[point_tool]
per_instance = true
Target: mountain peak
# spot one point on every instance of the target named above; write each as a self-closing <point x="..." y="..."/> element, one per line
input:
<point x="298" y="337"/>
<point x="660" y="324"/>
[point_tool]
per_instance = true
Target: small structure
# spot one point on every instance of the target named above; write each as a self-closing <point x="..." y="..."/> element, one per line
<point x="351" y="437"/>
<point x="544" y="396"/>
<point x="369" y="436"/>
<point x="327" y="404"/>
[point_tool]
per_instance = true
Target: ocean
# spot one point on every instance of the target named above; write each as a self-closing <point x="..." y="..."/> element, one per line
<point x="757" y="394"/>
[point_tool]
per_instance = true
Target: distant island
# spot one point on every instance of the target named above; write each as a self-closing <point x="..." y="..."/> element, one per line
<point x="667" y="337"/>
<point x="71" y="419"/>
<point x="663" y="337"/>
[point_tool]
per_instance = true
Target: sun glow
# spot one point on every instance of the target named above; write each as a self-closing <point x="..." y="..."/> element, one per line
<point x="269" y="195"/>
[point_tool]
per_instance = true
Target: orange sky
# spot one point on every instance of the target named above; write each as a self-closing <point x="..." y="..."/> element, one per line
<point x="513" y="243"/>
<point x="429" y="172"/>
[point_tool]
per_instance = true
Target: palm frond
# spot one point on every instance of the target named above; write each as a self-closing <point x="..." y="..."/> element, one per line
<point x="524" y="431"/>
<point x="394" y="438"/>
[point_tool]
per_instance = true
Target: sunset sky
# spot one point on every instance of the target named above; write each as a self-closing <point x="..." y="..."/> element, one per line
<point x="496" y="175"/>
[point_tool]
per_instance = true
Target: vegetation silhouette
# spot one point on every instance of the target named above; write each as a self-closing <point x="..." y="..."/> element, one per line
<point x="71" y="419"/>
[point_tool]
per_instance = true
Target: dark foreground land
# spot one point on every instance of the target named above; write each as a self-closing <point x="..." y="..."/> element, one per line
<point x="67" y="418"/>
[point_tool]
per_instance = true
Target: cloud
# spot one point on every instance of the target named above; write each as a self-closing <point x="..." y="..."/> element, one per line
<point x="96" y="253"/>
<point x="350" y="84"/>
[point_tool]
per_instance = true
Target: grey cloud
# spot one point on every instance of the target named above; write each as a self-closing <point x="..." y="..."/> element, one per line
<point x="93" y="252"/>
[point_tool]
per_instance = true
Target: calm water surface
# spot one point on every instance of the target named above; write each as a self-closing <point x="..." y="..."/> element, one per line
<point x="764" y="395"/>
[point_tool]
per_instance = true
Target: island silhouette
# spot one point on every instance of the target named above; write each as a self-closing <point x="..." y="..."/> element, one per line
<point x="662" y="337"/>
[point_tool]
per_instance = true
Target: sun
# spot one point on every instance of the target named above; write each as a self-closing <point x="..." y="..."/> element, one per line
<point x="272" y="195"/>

AIM OF THE TASK:
Locate each line in the items above that contains the string "silhouette" and copy those lines.

WRITTEN RESPONSE:
Target: vegetation silhouette
Target: island silhouette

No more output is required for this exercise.